Documento di origine
═══

Fillak


 

Walter Fillak

Walter Mario Giuseppe Fillak nasce a Torino il 10 giugno 1920.
Dei primi diciotto anni della sua vita non sono stati rintracciati dati documentali.
Nel 1938 viene espulso dal liceo scientifico Cassini di Genova “per l’irriflessibilità giovanile e per le sue affermazioni non consone allo spirito d’un giovane fascista”, come si legge nella lettera mandata dalla scuola alla famiglia. Conseguita privatamente la maturità scientifica si iscrive alla facoltà di chimica industriale dell’Università di Genova ed è in questo periodo che incontra Giacomo Buranello, con il quale fonda una cellula comunista studentesca in collegamento con analoghi gruppi di Torino, Casale, Livorno e Roma; successivamente stabilisce i primi contatti con gli operai di Sampierdarena.
Nell’inverno 1940-41 Buranello e Fillak fondano il “Comitato centrale”, che si riunisce in un primo momento nella casa sampierdarenese di Buranello e successivamente in quella di Edgardo Pinetti a Sturla; tra i collaboratori dei due vi sono gli studenti Giovan Battista Vignolo e Ottavio Galeazzo, l’impiegato Raffaello Paoletti, il commesso Edgardo Pinetti, l’operaio Emilio Guerra e il falegname Cesare Bussoli.
Il ruolo di Fillak, all’interno del Comitato, consiste nel curare l’ambiente studentesco, diffondere volantini contro il fascismo e gestire alcuni gruppi del centro cittadino.

═══

Dati estratti
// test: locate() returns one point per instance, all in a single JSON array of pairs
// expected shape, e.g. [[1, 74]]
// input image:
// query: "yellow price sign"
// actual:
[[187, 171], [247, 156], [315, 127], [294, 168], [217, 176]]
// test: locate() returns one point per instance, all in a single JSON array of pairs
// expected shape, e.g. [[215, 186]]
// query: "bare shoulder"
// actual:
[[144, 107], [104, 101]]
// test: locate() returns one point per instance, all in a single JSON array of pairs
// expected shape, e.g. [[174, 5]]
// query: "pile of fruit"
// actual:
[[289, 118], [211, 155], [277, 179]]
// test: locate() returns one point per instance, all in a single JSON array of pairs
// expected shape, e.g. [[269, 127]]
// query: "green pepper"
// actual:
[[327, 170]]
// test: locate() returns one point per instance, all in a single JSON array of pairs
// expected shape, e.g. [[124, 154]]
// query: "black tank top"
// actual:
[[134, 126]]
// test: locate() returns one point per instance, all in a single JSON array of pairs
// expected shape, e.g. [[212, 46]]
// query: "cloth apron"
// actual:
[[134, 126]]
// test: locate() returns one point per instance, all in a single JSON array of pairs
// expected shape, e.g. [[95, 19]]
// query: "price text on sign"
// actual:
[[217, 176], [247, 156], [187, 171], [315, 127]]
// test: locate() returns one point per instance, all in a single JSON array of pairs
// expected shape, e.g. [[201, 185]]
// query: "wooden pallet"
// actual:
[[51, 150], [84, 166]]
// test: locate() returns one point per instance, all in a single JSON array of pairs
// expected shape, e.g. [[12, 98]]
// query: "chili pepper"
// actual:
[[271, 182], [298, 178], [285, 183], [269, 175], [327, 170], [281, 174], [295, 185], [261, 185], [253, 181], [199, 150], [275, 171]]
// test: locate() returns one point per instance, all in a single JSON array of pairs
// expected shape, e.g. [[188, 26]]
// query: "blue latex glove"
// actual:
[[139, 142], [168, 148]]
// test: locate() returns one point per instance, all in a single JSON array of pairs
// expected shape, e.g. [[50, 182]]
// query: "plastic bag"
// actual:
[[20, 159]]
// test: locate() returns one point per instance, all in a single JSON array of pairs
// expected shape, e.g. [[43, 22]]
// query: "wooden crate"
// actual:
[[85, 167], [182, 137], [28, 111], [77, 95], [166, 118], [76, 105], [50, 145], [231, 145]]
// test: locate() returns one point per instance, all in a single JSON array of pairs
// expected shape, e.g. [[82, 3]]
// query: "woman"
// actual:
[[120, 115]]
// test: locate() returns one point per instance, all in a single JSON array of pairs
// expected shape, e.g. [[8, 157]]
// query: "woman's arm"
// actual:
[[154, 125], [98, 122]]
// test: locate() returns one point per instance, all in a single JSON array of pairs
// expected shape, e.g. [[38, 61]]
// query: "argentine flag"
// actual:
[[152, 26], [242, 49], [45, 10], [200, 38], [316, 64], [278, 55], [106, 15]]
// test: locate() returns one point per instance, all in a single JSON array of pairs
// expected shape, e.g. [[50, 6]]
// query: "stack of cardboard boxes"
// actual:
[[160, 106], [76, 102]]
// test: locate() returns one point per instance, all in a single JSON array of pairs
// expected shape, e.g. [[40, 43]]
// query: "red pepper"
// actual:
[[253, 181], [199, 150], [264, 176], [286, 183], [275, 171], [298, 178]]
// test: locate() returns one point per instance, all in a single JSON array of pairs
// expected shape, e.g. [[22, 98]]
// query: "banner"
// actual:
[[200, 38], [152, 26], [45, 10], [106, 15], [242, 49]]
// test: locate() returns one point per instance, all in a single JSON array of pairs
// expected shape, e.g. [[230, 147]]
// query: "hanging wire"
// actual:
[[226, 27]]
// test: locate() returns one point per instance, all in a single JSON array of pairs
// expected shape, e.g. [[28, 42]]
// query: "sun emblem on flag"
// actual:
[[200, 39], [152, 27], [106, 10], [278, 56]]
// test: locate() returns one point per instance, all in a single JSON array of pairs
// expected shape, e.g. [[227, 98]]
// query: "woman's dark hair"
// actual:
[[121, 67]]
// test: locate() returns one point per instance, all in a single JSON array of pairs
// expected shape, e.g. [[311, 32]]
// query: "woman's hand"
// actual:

═══

Il suo compito
Secondo la biografia di Walter Fillak, per quale motivo egli fu espulso nel 1938 dal liceo scientifico Cassini di Genova? Risponda in una, due o tre frasi. I record non sono necessari per svolgere questo lavoro.

Risultato finale
Secondo la lettera che la scuola inviò alla famiglia, Fillak fu espulso dal liceo Cassini di Genova “per l’irriflessibilità giovanile e per le sue affermazioni non consone allo spirito d’un giovane fascista”.